═════ Selected text ═════

A transaction describes an event captured by an Elastic APM agent instrumenting a service. The APM agents automatically collect performance metrics on HTTP requests, database queries, and much more.
Selecting a service brings you to the transactions overview. The time spent by span type, transaction duration and requests per minute chart display information on all transactions associated with the selected service. The Transactions table, however, provides only a list of transaction groups for the selected service. In other words, this view groups all transactions of the same name together, and only displays one transaction for each group.
Time spent by span type — [beta] This functionality is in beta and is subject to change. The design and code is less mature than official GA features and is being provided as-is with no warranties. Beta features are not subject to the support SLA of official GA features. Certain agents support breakdown graphs in the APM UI. This graph is an easy way to visualize where your application is spending most of its time. For example, is your app spending time in external calls, database processing, or application code execution?

═════ Data listing ═════

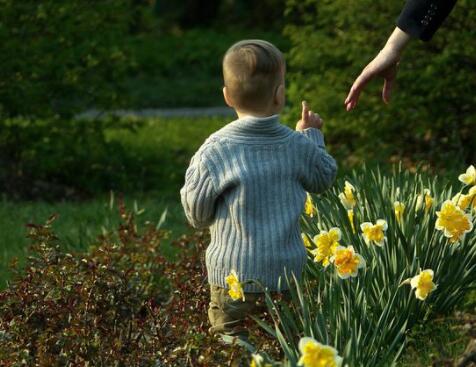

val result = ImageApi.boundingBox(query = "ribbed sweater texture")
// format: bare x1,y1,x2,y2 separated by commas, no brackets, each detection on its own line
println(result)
180,115,337,293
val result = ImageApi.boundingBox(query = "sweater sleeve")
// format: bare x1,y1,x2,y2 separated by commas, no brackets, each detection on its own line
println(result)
397,0,456,41
180,152,218,228
301,127,337,193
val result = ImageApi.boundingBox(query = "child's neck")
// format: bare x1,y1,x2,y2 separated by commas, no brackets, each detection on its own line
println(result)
235,109,280,119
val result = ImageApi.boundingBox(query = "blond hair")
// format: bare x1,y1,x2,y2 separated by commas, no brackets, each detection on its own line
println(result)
223,40,285,111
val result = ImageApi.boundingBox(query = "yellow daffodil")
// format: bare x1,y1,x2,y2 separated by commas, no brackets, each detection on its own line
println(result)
410,269,436,301
415,189,433,213
311,228,341,267
304,193,317,218
435,200,473,243
301,233,315,249
360,219,388,246
458,165,476,185
393,201,405,224
347,209,355,233
339,181,357,209
225,270,245,301
451,186,476,210
297,337,342,367
331,246,365,279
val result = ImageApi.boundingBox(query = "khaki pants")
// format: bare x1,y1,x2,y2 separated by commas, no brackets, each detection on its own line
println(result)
208,285,290,336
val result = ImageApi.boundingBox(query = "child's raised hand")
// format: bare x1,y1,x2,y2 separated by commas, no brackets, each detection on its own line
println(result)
296,101,324,131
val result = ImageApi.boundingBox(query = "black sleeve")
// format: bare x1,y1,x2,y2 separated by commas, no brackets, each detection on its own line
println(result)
397,0,456,41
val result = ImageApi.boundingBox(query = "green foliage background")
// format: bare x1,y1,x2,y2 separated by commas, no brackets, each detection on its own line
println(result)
0,0,147,116
285,0,476,168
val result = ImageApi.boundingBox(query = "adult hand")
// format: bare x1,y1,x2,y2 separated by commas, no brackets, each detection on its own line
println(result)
344,27,410,111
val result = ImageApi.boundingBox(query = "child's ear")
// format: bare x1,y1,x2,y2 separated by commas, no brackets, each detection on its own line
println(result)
223,87,233,108
274,84,286,106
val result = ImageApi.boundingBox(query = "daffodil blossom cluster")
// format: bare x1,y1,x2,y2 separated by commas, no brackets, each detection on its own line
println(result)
225,270,245,301
331,246,365,279
297,337,343,367
435,200,473,243
311,228,341,267
451,186,476,212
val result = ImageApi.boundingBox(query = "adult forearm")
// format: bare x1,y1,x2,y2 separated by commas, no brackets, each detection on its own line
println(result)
384,27,411,55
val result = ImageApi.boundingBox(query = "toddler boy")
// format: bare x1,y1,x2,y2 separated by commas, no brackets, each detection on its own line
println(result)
180,40,337,342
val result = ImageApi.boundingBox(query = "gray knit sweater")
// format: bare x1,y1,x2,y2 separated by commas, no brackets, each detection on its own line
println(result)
180,115,336,292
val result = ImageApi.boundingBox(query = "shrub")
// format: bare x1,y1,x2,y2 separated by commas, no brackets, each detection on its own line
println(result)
285,0,476,168
0,206,280,366
0,118,145,199
0,0,151,117
0,203,169,366
255,169,476,367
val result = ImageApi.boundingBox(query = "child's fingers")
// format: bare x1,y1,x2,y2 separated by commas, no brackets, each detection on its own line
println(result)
301,101,310,124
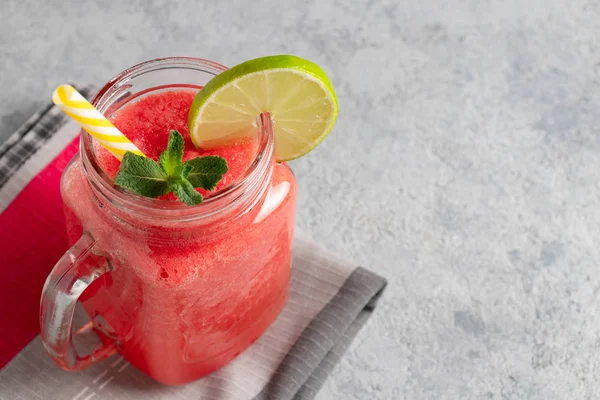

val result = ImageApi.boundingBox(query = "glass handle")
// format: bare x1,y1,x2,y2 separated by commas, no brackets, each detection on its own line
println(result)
40,233,116,371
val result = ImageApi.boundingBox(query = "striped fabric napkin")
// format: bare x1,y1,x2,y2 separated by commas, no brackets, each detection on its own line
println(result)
0,88,386,400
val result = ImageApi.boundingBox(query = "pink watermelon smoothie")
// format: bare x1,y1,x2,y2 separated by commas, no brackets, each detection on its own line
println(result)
61,90,296,384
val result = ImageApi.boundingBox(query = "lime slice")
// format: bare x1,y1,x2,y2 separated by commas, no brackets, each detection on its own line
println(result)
188,55,338,161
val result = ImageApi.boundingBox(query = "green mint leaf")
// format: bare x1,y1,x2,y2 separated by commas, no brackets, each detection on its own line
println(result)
115,130,227,206
158,130,184,178
115,152,170,197
184,156,227,190
174,179,203,206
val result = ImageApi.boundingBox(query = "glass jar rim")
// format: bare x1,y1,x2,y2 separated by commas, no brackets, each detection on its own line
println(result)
80,57,274,220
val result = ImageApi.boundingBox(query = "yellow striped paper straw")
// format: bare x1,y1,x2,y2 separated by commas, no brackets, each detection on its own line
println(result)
52,85,145,160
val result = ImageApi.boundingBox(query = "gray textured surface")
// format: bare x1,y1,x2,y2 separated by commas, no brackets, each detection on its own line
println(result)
0,0,600,400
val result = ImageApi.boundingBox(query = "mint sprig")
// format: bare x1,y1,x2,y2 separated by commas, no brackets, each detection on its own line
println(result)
115,130,227,206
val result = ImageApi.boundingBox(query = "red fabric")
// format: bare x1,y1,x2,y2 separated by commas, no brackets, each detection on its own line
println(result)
0,138,79,368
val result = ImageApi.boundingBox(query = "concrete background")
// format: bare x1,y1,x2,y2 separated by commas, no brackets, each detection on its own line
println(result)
0,0,600,400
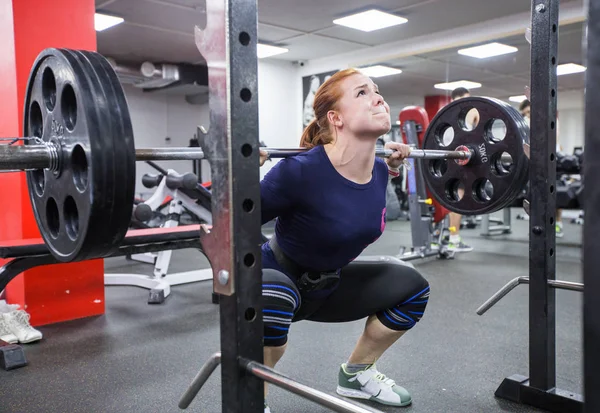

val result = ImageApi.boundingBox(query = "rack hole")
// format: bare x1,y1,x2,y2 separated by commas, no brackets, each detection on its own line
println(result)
244,253,256,268
240,87,252,102
242,143,253,158
242,199,254,212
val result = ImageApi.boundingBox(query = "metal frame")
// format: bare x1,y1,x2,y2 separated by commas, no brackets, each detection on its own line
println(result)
496,0,584,412
583,0,600,413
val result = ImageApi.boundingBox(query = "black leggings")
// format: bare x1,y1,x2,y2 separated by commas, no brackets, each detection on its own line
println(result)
263,258,429,346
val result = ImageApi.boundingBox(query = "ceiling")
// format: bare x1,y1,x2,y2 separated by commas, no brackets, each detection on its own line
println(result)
96,0,584,98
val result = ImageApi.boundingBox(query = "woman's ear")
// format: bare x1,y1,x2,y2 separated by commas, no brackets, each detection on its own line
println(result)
327,110,344,128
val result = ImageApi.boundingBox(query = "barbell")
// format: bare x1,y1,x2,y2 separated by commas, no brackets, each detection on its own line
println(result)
0,49,529,262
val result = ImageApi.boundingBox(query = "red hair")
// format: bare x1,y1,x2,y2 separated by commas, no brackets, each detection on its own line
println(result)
300,68,361,149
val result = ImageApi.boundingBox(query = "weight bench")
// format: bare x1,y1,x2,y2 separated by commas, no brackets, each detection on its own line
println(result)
0,225,202,370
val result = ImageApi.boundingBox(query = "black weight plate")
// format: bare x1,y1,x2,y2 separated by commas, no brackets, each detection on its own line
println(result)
423,97,529,215
24,49,135,262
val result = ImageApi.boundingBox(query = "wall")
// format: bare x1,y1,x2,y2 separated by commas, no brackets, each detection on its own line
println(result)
124,60,302,196
124,85,209,196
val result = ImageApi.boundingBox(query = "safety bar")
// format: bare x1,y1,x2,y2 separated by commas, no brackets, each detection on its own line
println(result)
477,276,583,315
179,352,383,413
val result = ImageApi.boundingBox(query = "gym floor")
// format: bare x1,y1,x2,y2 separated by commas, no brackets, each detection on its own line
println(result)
0,209,582,413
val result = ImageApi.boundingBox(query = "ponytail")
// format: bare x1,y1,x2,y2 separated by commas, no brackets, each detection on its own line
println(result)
300,68,360,149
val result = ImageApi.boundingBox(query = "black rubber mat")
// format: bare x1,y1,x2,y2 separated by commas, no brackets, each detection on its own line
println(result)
0,212,582,413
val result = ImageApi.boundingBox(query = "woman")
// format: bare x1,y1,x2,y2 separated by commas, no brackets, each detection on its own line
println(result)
261,69,429,412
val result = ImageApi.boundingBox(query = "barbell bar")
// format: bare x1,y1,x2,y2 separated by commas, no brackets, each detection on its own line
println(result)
5,49,529,262
0,143,512,172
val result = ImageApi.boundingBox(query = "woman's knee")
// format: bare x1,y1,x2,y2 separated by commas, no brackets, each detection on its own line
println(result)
377,267,430,331
262,269,301,347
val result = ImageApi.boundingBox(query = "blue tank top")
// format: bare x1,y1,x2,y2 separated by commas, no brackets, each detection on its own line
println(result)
260,145,388,271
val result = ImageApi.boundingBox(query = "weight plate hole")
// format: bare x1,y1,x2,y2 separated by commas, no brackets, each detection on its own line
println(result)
244,254,256,268
473,178,494,203
63,196,79,241
60,84,77,131
42,67,56,112
46,197,60,239
458,108,479,132
240,32,250,46
240,88,252,102
244,307,256,321
31,169,46,197
242,199,254,212
29,101,44,138
435,123,454,147
71,145,88,192
446,179,465,202
485,119,506,143
429,159,448,178
490,152,514,176
242,143,253,158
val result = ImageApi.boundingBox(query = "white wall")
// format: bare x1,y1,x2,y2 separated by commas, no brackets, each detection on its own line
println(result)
258,60,302,178
557,91,585,153
124,86,209,195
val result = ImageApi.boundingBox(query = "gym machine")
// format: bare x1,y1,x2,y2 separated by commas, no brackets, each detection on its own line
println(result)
104,161,212,304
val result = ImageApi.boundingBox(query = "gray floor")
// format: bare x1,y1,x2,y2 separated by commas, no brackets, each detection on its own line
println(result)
0,209,582,413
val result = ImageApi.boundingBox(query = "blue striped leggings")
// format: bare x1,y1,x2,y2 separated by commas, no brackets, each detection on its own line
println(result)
263,260,429,346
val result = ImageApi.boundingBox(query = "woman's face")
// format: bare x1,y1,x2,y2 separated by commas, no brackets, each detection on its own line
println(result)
329,74,392,138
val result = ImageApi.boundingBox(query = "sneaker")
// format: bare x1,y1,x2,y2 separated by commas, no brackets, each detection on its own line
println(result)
0,314,19,344
336,363,412,406
3,310,42,344
448,239,473,252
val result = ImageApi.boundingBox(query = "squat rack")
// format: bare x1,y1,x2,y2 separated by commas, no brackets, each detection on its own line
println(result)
180,0,600,413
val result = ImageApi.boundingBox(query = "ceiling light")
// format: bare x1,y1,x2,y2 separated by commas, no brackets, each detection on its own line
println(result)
256,43,289,59
94,13,124,32
359,65,402,77
434,80,481,90
508,95,527,103
556,63,586,76
333,9,408,32
458,42,519,59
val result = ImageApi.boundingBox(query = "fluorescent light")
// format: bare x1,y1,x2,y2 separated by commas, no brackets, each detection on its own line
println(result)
256,43,289,59
458,42,519,59
508,95,527,103
333,9,408,32
434,80,481,90
358,65,402,77
556,63,586,76
94,13,124,32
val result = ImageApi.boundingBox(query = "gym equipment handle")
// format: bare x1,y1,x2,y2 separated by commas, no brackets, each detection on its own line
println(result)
240,359,383,413
142,174,163,189
477,277,583,315
166,172,198,189
0,143,472,171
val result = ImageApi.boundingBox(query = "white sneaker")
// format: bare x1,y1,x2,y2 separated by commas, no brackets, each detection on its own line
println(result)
0,314,19,344
2,310,42,344
336,364,412,406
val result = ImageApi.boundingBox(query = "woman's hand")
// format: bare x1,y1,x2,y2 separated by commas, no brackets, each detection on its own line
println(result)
260,149,269,166
385,142,410,169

═════

__What you need to do__:
- 1) Update the APM transactions text, starting with "A transaction describes" and going on through "and much more.", so that "cache lookups" replaces "database queries".
- 2) Return every line of the rows that holds the word "sleeve".
The APM text and the rows are separate material with no connection between them.

__Responses by task__:
- 1)
A transaction describes an event captured by an Elastic APM agent instrumenting a service. The APM agents automatically collect performance metrics on HTTP requests, cache lookups, and much more.

- 2)
val result = ImageApi.boundingBox(query = "sweater sleeve")
val result = ImageApi.boundingBox(query = "black sleeve")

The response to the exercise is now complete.